[Texto]
O Boi-de-Parintins, por sua vez, transformou a circularidade mítica numa continuidade discursiva e narrativa moderna dos grandes espetáculos, especificamente do grande espetáculo que é o carnaval e, por isso, desfila ao longo de uma platéia fascinada por ele. Todo mundo sabe o que vai acontecer, de modo que a estrutura dramática do boi não é o interesse pelo que vai acontecer, mas como vai acontecer aquilo que se sabe que vai acontecer. O genial é que, à semelhança dos entreatos da comédia dell’arte, do teatro tradicional ou dos carros alegóricos nos desfiles de carnaval, foram criados personagens, originais carros alegóricos, grupos de alegorias, que vão se interpolando às cenas que narram essa pequena história do boi. Como cada desfile de boi dura três horas, é claro que, para manter o interesse de uma platéia de mais de 35 mil pessoas, é necessário recheá-lo de novidades, de atrações, de brilho, de surpresas, para que a platéia possa manter-se acompanhando a apresentação.
Temos, portanto, que o Boi-de-Parintins é um boi antropofágico, que se alimenta da influência de outras expressões culturais, incorporando-as à sua substância, e a o mesmo tempo carnavalizado, porque juntou a tradição do boi-bumbá à forma de exibição destinada ao grande público para o qual se propõe. Muitas expressões da arte popular repetem uma mesma forma de apresentação porque não têm acesso a novos materiais ou técnicas, por motivos de ordem econômico-social ou de informação. Mas o Boi-de-Parintins, quando teve acesso a novas técnicas, a modernos equipamentos de som, a um espaço enorme para se exibir, à grandiosidade do espaço cênico, evidentemente transformou-se para s e ajustar a essa nova possibilidade de expressão.

[Questão 1] Indique se cada afirmação abaixo está de acordo com o texto sobre o Boi-de-Parintins, respondendo sim ou não e citando literalmente as palavras do texto que decidem a questão. (a) Cada desfile de boi tem duração de três horas. (b) A plateia do desfile reúne menos de 10 mil pessoas. (c) O interesse da estrutura dramática do boi reside no que vai acontecer.

Trechos de um conjunto de dados de detecção:
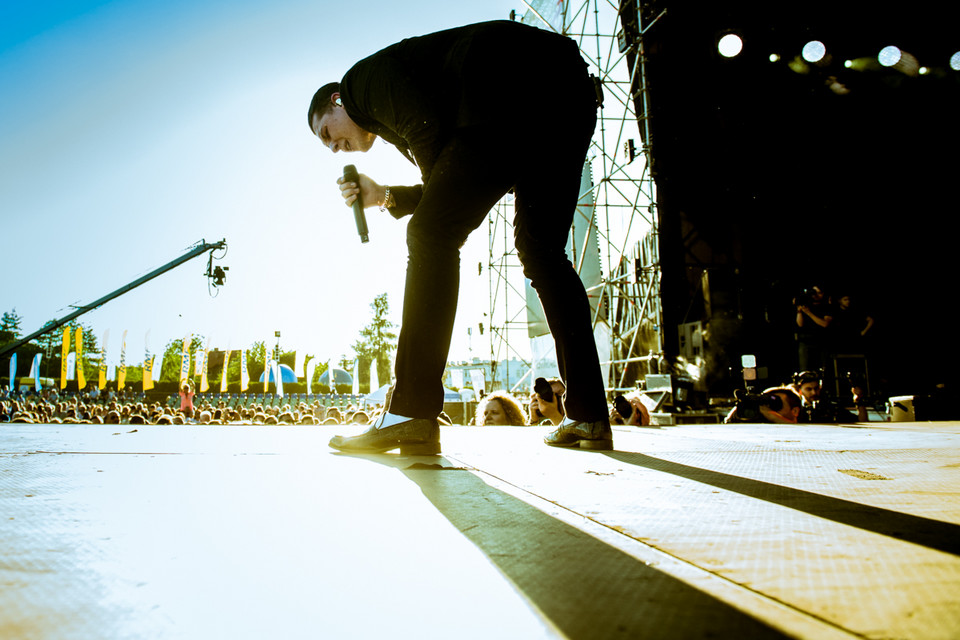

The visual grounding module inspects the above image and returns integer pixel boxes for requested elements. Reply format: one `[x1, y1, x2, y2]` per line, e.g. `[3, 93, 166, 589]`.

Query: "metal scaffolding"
[488, 0, 663, 391]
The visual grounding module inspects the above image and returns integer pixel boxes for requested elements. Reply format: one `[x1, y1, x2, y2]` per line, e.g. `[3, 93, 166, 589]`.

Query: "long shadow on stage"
[340, 454, 787, 640]
[604, 451, 960, 555]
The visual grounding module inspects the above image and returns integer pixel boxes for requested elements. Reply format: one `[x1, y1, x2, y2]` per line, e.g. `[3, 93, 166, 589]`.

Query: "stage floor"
[0, 423, 960, 640]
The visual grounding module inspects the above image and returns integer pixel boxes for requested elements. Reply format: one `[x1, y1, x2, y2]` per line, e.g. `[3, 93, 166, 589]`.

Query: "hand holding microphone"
[341, 164, 370, 242]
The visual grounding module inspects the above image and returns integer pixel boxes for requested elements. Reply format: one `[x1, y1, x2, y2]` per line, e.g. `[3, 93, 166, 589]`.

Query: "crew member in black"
[307, 22, 612, 453]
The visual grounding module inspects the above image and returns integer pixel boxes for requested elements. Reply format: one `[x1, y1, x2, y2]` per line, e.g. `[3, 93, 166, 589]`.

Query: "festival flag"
[67, 351, 77, 381]
[143, 329, 156, 391]
[240, 349, 250, 393]
[293, 349, 307, 376]
[10, 353, 17, 391]
[117, 331, 127, 391]
[30, 353, 42, 391]
[150, 354, 163, 380]
[306, 358, 317, 396]
[143, 354, 156, 391]
[180, 333, 191, 386]
[220, 348, 230, 393]
[197, 338, 210, 393]
[193, 347, 203, 378]
[263, 340, 273, 393]
[450, 369, 463, 391]
[97, 329, 110, 391]
[75, 327, 87, 391]
[60, 327, 70, 389]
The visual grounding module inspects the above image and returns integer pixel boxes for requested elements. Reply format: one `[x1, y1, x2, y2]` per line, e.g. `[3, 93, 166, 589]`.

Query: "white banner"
[470, 369, 487, 400]
[273, 361, 283, 398]
[370, 358, 380, 393]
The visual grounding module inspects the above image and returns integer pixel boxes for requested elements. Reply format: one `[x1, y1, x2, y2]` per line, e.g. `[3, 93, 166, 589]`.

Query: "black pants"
[390, 70, 608, 421]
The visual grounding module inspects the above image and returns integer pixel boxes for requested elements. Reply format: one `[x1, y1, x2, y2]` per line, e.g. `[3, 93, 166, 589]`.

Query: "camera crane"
[0, 239, 229, 357]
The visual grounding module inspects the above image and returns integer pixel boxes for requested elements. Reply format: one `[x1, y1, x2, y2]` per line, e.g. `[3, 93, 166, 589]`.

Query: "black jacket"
[340, 21, 586, 217]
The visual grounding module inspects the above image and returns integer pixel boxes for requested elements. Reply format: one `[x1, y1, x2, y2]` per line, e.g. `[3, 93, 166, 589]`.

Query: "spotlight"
[800, 40, 827, 63]
[717, 33, 743, 58]
[213, 267, 229, 284]
[877, 46, 903, 67]
[877, 45, 920, 76]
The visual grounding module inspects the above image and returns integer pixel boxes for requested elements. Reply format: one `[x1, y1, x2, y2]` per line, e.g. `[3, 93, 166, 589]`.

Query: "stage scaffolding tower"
[488, 0, 664, 393]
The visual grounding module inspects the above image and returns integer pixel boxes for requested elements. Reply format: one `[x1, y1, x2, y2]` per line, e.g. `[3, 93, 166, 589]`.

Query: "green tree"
[0, 307, 23, 344]
[353, 293, 397, 391]
[159, 334, 203, 382]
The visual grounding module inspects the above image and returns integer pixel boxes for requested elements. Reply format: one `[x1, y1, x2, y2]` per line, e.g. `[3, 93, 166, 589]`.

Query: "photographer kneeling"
[530, 378, 567, 425]
[724, 387, 801, 424]
[610, 392, 650, 427]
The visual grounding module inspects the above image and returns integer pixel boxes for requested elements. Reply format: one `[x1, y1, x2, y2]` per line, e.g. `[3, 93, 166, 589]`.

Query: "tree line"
[0, 293, 397, 393]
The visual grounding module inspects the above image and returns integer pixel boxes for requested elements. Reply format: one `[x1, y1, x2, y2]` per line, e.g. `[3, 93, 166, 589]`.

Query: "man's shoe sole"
[545, 439, 613, 451]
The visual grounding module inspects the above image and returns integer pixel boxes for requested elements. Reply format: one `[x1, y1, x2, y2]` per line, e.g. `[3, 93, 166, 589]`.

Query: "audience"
[476, 391, 527, 427]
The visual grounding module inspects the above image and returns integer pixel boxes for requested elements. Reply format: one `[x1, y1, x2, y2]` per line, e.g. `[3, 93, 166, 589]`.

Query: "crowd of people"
[0, 371, 869, 426]
[0, 390, 383, 425]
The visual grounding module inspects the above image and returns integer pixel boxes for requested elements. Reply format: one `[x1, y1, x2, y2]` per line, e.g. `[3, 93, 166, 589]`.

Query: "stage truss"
[488, 0, 663, 392]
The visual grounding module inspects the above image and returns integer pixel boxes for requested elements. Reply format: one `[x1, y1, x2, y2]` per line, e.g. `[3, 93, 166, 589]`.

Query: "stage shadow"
[604, 451, 960, 555]
[334, 455, 787, 640]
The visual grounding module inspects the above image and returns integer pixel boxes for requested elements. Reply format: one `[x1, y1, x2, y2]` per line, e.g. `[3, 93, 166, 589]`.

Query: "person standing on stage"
[307, 21, 613, 454]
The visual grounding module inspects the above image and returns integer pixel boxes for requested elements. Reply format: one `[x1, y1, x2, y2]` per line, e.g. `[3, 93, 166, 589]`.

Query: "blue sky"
[0, 0, 525, 363]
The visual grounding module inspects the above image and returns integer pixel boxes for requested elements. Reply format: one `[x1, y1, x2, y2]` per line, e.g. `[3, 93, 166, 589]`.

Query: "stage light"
[877, 46, 903, 67]
[717, 33, 743, 58]
[877, 45, 920, 76]
[800, 40, 827, 63]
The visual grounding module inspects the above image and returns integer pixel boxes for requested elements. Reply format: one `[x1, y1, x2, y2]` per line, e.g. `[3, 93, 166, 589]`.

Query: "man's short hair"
[793, 371, 820, 387]
[307, 82, 340, 131]
[763, 387, 803, 409]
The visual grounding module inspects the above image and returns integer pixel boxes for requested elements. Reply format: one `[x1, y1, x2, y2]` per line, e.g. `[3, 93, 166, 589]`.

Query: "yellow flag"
[60, 327, 70, 389]
[143, 355, 157, 391]
[240, 349, 250, 393]
[220, 350, 230, 393]
[200, 349, 210, 393]
[180, 333, 191, 380]
[97, 329, 110, 391]
[117, 331, 127, 391]
[76, 327, 87, 391]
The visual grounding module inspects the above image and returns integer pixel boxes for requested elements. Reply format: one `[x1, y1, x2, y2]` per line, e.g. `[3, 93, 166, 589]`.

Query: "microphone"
[343, 164, 370, 242]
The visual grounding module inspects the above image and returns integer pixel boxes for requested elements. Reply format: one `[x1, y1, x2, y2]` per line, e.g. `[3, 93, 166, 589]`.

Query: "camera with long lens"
[793, 287, 816, 307]
[613, 395, 633, 420]
[533, 378, 553, 402]
[733, 389, 783, 422]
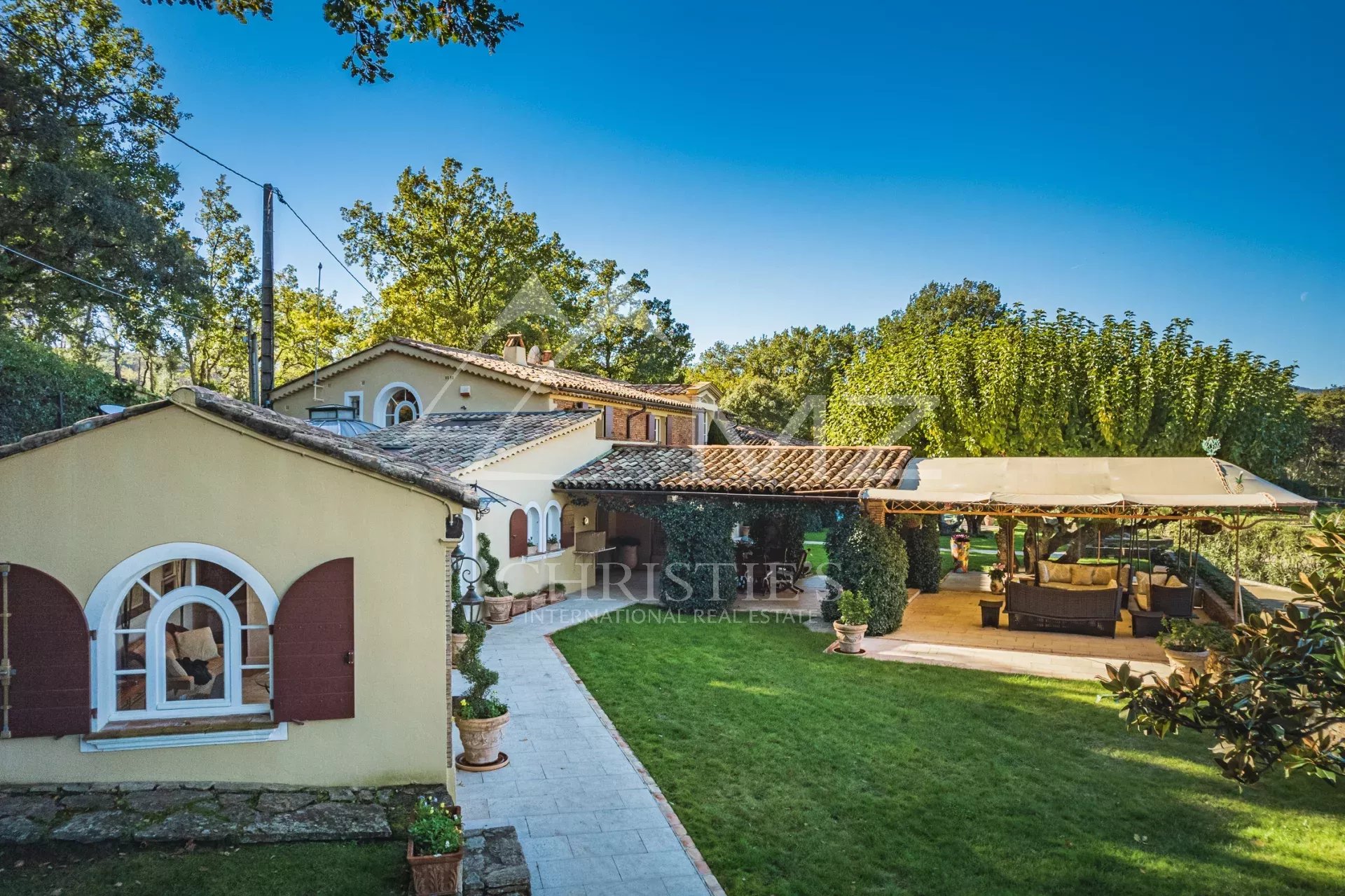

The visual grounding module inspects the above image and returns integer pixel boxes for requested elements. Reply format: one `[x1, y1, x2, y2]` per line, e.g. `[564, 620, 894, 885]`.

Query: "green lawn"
[0, 839, 411, 896]
[554, 614, 1345, 896]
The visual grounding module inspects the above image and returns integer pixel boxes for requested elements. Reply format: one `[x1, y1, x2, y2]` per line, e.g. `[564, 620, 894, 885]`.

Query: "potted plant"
[453, 623, 509, 771]
[1157, 616, 1232, 675]
[406, 797, 462, 896]
[832, 591, 873, 654]
[485, 593, 513, 626]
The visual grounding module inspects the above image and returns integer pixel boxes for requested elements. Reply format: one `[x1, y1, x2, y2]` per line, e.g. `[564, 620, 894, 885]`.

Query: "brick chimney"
[504, 332, 527, 364]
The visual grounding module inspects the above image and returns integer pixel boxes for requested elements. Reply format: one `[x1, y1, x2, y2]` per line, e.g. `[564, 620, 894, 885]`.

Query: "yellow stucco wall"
[273, 351, 550, 425]
[0, 406, 452, 787]
[462, 418, 612, 593]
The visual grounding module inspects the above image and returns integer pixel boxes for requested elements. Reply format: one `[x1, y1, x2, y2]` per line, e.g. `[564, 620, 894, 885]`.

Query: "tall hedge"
[0, 330, 146, 446]
[822, 513, 909, 635]
[901, 514, 943, 595]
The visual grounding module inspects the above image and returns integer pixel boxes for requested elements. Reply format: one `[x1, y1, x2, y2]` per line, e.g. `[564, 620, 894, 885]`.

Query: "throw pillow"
[177, 628, 219, 659]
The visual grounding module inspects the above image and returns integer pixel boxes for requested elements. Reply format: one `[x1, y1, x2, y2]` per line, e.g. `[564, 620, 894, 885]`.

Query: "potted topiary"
[1157, 616, 1232, 675]
[453, 623, 509, 771]
[832, 591, 873, 654]
[485, 592, 513, 626]
[406, 797, 462, 896]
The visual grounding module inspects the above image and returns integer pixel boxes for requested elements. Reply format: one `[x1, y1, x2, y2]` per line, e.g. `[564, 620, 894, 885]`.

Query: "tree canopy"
[826, 294, 1306, 476]
[150, 0, 523, 83]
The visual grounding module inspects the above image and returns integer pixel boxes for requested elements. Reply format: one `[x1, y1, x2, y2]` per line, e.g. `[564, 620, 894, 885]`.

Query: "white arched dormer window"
[85, 542, 278, 732]
[544, 500, 561, 551]
[374, 382, 424, 427]
[527, 504, 546, 554]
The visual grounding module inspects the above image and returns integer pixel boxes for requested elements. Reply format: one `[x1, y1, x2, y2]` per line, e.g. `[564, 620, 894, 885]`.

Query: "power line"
[276, 190, 378, 301]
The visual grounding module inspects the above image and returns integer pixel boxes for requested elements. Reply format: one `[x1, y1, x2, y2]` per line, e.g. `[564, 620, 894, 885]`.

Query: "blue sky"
[123, 0, 1345, 386]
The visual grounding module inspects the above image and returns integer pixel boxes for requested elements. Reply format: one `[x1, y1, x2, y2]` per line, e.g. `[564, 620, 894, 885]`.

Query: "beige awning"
[861, 457, 1317, 516]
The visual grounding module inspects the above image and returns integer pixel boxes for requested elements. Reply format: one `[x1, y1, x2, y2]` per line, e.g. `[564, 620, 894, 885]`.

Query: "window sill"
[79, 716, 289, 753]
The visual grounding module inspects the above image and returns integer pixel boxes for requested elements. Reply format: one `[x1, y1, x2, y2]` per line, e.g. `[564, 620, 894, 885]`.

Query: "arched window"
[527, 504, 545, 554]
[545, 500, 561, 550]
[85, 544, 277, 731]
[383, 386, 420, 427]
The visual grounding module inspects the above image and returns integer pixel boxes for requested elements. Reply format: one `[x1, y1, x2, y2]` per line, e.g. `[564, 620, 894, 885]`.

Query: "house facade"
[0, 389, 475, 788]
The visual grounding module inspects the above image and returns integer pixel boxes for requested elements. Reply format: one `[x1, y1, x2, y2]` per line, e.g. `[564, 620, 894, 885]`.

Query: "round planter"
[832, 621, 869, 654]
[455, 713, 509, 766]
[485, 595, 513, 626]
[1164, 647, 1209, 675]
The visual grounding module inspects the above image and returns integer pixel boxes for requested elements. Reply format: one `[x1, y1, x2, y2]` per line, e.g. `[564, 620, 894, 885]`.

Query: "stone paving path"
[453, 596, 710, 896]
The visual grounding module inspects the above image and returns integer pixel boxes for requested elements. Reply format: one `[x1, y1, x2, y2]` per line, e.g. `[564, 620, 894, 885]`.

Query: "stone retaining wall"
[0, 783, 449, 845]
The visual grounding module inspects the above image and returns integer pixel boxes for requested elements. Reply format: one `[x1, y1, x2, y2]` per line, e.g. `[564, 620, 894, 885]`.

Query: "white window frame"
[373, 382, 425, 427]
[539, 500, 563, 554]
[85, 542, 280, 743]
[343, 389, 364, 420]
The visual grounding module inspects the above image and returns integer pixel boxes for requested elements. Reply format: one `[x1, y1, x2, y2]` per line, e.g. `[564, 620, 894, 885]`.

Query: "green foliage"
[406, 797, 462, 855]
[1155, 616, 1234, 652]
[152, 0, 523, 83]
[453, 621, 509, 719]
[686, 326, 867, 440]
[476, 532, 509, 598]
[827, 294, 1307, 476]
[823, 511, 908, 635]
[836, 591, 873, 626]
[1104, 514, 1345, 785]
[0, 330, 148, 446]
[0, 0, 202, 361]
[901, 516, 943, 595]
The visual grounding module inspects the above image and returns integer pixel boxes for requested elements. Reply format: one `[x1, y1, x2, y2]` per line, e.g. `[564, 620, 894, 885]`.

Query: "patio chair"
[1005, 581, 1124, 637]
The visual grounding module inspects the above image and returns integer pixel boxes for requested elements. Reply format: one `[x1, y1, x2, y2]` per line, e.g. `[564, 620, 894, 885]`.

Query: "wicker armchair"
[1005, 581, 1124, 637]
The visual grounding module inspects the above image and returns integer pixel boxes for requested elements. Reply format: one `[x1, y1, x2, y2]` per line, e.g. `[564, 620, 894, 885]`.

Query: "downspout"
[0, 564, 13, 740]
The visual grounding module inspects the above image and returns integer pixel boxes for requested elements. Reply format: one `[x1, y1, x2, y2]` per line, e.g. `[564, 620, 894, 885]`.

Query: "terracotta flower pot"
[832, 621, 869, 654]
[456, 713, 509, 766]
[485, 595, 513, 626]
[1164, 647, 1209, 675]
[406, 837, 462, 896]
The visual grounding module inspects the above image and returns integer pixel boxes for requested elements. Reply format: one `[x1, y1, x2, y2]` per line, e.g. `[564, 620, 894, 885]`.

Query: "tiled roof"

[Questão 2] Informe, copiando-as integralmente, todas as linhas da listagem que contêm a palavra "long".

[Resposta final 1]
(a) Sim: "Como cada desfile de boi dura três horas".
(b) Não: "uma platéia de mais de 35 mil pessoas".
(c) Não: "a estrutura dramática do boi não é o interesse pelo que vai acontecer, mas como vai acontecer aquilo que se sabe que vai acontecer".

[Resposta final 2]
Query: "long shadow on stage"
Query: "camera with long lens"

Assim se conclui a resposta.